### Document text

To find out conclusively if the old adage of “private schools cost more than public schools” is true, I grouped all institutions by their control and calculated the mean of the cost of attendance in R. The graph below shows that public schools are definitely cheaper than private schools at just over $15,000. Private nonprofit schools average out at almost $40,000. Private for-profit schools are considerably cheaper than their nonprofit counterparts at over $25,000, but they are still signnficiantly more expensive than public schools. In short, the old adage is generally true. On average, a private school will cost more than a public one.

The following shows the massive difference of the average family incomes of Xavier students with the rest of Ohio and nationwide. I simply filtered out Xavier University and universities in Ohio and extracted the means of their family income values along with the family income mean nationwide. I then placed them into vectors to be used in a new dataframe, so I can display the results into this bar graph. The average family income of a Xavier student is over $110,000 while Ohio and nationwide students have an average hovering around $40,000.

######
### Dataset excerpts

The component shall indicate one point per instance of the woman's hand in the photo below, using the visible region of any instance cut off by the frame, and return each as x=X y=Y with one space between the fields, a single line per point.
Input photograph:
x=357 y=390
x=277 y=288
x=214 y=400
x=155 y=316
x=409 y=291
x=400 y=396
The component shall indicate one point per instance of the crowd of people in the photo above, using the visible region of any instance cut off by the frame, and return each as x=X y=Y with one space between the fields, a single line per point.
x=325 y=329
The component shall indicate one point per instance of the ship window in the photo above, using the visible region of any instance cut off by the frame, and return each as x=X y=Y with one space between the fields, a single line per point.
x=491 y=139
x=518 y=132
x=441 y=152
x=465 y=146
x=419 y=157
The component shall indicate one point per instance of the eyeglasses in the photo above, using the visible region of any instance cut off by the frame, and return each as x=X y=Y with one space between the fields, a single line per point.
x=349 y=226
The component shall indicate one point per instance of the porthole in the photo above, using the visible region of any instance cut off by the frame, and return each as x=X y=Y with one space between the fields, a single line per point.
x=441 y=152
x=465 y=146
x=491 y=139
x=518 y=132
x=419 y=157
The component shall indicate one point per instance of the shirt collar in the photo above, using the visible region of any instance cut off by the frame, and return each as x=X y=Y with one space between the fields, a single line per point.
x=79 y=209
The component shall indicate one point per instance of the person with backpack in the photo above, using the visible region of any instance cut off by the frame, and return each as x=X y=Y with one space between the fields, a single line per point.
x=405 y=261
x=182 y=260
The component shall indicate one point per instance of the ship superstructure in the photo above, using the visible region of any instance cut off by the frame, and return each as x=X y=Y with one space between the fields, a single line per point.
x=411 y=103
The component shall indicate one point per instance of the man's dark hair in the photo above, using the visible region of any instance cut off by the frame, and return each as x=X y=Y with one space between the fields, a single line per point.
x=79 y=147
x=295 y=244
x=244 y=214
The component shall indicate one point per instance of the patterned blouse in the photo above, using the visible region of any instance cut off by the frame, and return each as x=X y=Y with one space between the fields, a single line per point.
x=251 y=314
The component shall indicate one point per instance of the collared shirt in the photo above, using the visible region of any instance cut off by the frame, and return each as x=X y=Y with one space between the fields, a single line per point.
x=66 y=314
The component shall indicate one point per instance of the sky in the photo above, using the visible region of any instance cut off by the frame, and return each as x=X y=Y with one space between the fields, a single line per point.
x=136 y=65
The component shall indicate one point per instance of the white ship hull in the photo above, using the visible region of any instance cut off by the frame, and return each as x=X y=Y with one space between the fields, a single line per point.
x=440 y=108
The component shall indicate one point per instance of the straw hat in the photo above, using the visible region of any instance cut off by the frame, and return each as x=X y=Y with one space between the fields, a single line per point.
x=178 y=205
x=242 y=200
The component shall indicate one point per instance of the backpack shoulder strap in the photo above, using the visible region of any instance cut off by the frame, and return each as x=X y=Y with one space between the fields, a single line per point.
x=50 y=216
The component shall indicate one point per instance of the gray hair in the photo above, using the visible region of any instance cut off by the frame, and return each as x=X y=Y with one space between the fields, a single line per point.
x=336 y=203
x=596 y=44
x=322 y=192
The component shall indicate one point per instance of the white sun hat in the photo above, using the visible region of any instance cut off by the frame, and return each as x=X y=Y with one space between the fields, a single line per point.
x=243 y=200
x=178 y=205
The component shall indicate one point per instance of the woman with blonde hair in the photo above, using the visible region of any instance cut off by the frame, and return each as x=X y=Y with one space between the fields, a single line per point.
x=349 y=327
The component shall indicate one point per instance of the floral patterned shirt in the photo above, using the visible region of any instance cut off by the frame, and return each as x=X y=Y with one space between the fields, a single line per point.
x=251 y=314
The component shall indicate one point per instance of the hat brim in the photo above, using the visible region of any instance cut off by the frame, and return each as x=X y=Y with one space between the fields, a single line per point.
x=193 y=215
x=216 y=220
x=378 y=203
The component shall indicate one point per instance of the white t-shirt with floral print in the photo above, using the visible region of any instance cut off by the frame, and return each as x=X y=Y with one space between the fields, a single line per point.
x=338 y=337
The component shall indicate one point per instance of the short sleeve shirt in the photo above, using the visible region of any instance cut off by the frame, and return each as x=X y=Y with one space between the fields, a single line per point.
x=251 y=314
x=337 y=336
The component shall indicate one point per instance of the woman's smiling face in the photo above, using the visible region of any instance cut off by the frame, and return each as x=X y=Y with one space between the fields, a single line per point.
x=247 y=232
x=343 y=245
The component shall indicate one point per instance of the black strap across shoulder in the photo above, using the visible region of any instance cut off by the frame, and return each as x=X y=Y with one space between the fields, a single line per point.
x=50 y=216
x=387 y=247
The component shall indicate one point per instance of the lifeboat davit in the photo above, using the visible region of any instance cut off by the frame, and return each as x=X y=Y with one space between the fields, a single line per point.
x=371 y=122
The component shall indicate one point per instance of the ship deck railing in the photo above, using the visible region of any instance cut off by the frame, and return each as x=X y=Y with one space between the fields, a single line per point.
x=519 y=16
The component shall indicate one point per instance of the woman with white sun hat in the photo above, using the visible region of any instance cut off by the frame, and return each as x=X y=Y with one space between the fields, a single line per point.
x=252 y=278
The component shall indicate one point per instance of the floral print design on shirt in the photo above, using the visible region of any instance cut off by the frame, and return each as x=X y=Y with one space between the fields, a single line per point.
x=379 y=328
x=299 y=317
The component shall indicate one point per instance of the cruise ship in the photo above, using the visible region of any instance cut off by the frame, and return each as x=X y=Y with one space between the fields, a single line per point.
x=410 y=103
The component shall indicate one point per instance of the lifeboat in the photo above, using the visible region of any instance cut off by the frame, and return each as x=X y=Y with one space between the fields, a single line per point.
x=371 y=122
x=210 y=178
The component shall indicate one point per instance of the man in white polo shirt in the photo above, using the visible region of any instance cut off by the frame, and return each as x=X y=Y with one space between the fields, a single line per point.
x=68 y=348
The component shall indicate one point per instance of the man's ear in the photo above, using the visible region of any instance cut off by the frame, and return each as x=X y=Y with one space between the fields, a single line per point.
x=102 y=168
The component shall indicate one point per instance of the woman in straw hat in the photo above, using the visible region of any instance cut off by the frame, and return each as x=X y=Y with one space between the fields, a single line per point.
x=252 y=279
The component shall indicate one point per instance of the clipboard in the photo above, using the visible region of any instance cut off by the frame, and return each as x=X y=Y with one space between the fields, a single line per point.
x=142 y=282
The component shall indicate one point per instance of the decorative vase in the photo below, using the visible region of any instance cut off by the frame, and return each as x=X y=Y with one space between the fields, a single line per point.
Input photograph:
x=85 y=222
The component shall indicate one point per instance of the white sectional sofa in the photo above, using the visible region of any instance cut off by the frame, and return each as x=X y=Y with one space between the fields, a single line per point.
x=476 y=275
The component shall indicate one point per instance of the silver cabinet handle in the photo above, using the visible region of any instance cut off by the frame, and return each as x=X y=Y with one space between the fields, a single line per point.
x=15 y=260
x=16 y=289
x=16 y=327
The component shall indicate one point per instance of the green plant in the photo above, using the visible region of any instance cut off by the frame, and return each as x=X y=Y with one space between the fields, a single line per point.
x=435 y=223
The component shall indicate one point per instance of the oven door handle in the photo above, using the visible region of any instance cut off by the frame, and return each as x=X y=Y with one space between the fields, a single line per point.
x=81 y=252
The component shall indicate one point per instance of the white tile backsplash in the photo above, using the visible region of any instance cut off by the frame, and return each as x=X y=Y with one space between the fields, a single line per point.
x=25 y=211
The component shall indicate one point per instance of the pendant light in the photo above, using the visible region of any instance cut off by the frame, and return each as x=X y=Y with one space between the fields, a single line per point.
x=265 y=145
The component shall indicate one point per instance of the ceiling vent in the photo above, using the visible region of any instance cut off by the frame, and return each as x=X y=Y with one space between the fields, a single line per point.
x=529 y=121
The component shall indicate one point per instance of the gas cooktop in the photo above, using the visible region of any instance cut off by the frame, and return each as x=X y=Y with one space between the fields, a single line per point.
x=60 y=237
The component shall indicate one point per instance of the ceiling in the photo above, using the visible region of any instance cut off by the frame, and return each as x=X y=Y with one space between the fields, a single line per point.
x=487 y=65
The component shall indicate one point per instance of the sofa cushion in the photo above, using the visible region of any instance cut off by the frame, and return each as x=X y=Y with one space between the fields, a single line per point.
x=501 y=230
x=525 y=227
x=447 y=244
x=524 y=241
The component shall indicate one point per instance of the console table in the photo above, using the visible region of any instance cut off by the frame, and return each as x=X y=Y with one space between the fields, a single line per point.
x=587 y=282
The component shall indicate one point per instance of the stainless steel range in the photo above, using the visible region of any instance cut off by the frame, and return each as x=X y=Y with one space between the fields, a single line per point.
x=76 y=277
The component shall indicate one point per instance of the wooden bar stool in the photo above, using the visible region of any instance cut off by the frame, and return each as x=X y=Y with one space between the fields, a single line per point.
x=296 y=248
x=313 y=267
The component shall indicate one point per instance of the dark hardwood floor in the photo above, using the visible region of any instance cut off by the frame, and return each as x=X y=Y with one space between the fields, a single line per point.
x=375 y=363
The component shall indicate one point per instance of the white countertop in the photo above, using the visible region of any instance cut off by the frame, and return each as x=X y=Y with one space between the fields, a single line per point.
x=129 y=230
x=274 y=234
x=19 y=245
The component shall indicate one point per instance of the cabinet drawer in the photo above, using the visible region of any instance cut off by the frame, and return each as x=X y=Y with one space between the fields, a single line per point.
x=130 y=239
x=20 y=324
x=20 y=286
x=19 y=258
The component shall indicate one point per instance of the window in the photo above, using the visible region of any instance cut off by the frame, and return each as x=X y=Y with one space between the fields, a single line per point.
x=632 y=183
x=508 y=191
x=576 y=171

######

Directions:
A. In the records, switch "component" to "module" from the line with "The component shall indicate one point per instance of the black" up to and including the line with "x=210 y=178", keeping everything else unchanged, and return only those lines.
B. Pick up the text on college costs and family incomes after its last sentence and continue writing it.

Responses for each task:
A.
The module shall indicate one point per instance of the black strap across shoulder in the photo above, using the visible region of any instance cut off by the frame, and return each as x=X y=Y with one space between the fields, a single line per point.
x=50 y=216
x=387 y=247
The module shall indicate one point per instance of the lifeboat davit in the photo above, using the visible region of any instance cut off by the frame, and return each as x=X y=Y with one space between the fields, a single line per point.
x=371 y=122
The module shall indicate one point per instance of the ship deck railing in the photo above, using the visible region of any instance cut off by the frame, and return each as x=X y=Y with one space between the fields, a single line per point.
x=519 y=16
The module shall indicate one point per instance of the woman with white sun hat in the photo above, using the visible region of any instance cut off by the frame, and return each as x=X y=Y with one space between the fields, a single line per point.
x=252 y=278
The module shall indicate one point per instance of the floral print design on shirt in the photo above, using the visible region of any instance cut off by the frame, and return each as x=X y=Y with one space between the fields, a single line per point.
x=379 y=328
x=299 y=317
The module shall indicate one point per instance of the cruise ship in the photo above, using the visible region of any instance cut off by the frame, and return each as x=X y=Y with one space between the fields, a single line per point.
x=410 y=103
The module shall indicate one point per instance of the lifeboat in the photo above, using the visible region of any instance cut off by the frame, and return each as x=X y=Y with one space between the fields, a single line per point.
x=371 y=122
x=210 y=178

B.
The following graph and table compares the average cost of attendance of all Ohio schools compared to bordering states and the nation, respectively. To find these values for the graph, I first filtered out schools that only have “university” or “college” in their name. Then, I filtered out Ohio and its bordering states into a new dataframe and grouped all the schools by their state to calculate the mean for each state. For the table, I filtered out Ohio and its average cost along with the nationwide average cost into a vector to be placed into a new dataframe. I then created a table using the dataframe. Based on the results, it appears Indiana and Pennsylvania have the most expensive schools in the region while West Virginia offers the cheapest. Ohio is the 3rd most expensive school on average in the region. Compared nationally, Ohio is around $400 more expensive on average.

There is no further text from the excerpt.